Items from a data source
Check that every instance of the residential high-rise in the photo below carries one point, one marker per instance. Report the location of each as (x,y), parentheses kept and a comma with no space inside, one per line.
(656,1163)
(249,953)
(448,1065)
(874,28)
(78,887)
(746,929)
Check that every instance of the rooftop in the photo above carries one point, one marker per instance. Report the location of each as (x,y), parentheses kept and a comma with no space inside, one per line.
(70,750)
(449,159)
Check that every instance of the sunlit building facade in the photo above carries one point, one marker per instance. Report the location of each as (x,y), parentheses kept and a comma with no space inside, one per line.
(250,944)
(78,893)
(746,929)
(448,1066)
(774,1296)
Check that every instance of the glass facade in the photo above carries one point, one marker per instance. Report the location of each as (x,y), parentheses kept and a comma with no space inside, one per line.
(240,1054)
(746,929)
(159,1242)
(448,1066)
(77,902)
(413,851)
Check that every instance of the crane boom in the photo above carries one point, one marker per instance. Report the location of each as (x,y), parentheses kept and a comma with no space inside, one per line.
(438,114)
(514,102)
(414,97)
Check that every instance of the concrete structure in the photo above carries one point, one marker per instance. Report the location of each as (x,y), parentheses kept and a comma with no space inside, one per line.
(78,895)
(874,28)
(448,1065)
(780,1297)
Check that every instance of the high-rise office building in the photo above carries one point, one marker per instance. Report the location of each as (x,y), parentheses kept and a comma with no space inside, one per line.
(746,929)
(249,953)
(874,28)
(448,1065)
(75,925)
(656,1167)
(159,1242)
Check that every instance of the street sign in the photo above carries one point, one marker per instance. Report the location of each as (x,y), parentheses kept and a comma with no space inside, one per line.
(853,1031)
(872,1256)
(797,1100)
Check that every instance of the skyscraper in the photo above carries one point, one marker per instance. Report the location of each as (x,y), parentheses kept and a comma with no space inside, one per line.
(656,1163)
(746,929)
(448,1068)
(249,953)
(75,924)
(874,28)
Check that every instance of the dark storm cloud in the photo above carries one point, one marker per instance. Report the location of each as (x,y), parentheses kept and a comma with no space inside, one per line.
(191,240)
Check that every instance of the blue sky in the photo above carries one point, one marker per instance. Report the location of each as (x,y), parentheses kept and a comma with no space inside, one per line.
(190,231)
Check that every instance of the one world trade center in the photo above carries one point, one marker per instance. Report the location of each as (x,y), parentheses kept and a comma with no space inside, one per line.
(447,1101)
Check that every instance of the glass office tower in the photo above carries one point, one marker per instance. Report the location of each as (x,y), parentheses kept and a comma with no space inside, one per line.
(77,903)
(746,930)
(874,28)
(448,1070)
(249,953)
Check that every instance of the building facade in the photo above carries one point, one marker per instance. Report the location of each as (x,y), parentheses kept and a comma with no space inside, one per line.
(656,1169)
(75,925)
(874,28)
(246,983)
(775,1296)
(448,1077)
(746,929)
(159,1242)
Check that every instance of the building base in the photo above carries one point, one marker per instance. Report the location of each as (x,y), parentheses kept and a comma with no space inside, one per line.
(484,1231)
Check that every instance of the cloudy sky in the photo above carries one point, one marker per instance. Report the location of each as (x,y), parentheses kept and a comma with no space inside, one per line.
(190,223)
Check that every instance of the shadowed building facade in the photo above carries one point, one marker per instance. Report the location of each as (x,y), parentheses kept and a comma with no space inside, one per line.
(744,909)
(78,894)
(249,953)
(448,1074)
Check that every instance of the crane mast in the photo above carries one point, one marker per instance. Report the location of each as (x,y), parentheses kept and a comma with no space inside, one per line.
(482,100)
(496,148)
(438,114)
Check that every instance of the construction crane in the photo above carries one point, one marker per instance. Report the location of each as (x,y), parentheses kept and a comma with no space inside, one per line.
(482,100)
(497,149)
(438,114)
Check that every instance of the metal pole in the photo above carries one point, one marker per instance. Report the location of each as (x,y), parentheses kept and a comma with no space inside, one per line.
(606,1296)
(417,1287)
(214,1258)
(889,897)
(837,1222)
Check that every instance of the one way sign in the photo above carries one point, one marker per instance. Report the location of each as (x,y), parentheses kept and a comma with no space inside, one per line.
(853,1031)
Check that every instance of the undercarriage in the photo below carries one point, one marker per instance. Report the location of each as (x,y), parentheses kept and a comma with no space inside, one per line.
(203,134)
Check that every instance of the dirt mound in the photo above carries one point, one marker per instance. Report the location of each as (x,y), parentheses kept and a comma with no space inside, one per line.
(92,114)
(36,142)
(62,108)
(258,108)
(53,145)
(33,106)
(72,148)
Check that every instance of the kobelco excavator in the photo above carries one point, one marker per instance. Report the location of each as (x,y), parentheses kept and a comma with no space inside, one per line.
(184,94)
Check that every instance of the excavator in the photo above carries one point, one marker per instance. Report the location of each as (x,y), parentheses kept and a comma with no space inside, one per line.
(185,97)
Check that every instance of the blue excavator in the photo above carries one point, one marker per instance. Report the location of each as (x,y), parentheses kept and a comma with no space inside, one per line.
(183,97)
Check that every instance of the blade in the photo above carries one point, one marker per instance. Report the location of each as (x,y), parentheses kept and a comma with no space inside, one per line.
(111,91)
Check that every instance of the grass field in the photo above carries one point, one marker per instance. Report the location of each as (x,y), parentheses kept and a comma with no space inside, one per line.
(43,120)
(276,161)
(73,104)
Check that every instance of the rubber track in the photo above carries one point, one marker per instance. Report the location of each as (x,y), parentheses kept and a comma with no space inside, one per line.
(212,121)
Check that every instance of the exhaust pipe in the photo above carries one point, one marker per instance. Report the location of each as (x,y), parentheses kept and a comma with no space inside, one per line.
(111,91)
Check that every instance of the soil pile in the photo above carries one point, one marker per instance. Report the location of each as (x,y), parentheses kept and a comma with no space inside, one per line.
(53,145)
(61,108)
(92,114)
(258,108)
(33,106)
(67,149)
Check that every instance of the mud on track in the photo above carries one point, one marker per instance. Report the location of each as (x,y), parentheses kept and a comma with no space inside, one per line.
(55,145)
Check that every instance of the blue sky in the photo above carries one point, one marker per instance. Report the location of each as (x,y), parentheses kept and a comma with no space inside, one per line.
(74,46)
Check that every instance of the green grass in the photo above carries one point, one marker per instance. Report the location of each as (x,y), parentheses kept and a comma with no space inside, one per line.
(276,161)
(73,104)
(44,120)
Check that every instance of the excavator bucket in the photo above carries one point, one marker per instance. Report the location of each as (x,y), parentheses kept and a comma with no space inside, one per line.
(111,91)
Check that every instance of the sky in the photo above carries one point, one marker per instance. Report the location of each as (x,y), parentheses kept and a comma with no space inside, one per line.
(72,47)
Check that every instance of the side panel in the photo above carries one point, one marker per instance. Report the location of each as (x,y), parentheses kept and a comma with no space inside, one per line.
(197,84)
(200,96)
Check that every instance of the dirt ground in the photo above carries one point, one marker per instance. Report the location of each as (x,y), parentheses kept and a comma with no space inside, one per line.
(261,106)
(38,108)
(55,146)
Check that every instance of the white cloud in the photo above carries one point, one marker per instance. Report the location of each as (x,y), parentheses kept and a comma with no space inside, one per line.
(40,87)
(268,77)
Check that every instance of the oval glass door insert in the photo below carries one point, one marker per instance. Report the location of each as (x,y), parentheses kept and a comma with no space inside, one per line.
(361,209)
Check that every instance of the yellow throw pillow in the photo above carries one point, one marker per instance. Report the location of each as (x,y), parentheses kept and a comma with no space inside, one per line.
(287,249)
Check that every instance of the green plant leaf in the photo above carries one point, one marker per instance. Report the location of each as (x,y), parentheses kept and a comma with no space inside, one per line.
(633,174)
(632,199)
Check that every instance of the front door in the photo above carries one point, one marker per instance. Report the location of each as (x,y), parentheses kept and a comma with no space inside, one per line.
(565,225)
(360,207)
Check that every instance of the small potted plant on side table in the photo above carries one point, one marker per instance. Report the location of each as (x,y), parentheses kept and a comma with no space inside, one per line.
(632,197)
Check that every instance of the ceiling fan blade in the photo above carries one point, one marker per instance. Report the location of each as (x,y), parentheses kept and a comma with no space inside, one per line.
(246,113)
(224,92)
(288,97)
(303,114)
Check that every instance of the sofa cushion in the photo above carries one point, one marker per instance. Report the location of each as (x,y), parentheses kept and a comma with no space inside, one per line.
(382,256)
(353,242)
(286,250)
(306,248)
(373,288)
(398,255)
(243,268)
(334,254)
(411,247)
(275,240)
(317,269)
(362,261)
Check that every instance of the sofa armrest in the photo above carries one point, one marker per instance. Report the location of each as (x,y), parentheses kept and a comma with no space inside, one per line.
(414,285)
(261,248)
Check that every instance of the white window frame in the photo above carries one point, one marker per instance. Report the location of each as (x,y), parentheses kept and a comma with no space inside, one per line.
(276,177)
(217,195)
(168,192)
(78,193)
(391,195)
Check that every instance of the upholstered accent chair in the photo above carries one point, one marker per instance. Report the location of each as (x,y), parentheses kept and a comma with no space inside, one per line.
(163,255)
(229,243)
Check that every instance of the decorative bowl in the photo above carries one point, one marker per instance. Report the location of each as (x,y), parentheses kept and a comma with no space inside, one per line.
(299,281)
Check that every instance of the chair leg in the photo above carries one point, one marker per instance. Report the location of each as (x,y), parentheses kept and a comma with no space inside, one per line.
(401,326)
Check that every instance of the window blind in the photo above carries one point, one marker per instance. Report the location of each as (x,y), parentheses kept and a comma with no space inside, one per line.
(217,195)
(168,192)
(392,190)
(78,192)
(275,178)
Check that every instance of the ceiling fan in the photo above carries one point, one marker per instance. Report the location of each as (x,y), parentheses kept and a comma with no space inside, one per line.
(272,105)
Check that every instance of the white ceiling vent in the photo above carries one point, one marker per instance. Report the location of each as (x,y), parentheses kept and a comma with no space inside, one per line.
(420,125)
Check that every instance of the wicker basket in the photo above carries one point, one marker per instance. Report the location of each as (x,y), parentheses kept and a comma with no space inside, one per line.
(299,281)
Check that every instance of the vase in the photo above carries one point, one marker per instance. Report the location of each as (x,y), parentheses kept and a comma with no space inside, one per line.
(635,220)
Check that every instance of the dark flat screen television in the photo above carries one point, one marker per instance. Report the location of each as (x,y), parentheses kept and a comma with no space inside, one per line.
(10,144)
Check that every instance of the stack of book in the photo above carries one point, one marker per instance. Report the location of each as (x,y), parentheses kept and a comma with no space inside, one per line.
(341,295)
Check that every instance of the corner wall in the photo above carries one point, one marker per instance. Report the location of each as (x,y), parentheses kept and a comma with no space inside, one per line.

What you need to do ▸
Return exactly the lines from the one containing "Check that every instance of the window" to the last line of the data, and nothing more.

Solution below ▸
Check that every instance of the window blind in the photo above carries one point, one marker per instance. Report the location of each as (x,y), parentheses kept and a comma with no space inside, one per line.
(217,195)
(168,192)
(392,190)
(78,192)
(275,178)
Check that every instance of the ceiling fan in the photo above carries one point, one marker per instance. Report the location of each as (x,y), parentheses kept and a comma with no space inside, one per line.
(272,105)
Check that every instance of the white ceiling vent in the photo above carries one point, one marker per instance. Report the location of each as (x,y), parentheses kept and a comma with no space inside, one per line.
(420,125)
Check that every instance of the wicker basket in the photo above carries one point, one marker per instance. Report the location of each as (x,y), parentheses kept and a comma with no space inside, one per line.
(299,281)
Check that every instance of the vase in the photo above carries one point, one marker per instance. Report the location of each as (x,y), parentheses kept and a comma with no space inside, one per line.
(635,220)
Check that every instance of the dark flat screen television in the photo above carries one point, one marker per instance. Report the location of each as (x,y), parentheses kept and a comma with no space inside, one per line.
(10,144)
Check that every instance of the stack of book in the photo above carries one point, one marker per instance. Report the location of each as (x,y), parentheses kept and a comma with no space inside, one per line.
(341,295)
Check that every instance of the corner wall in the photo above carries one point, one marker per instance. Report the location of each as (x,y), parentheses kept and a comma with no space inside, one per line.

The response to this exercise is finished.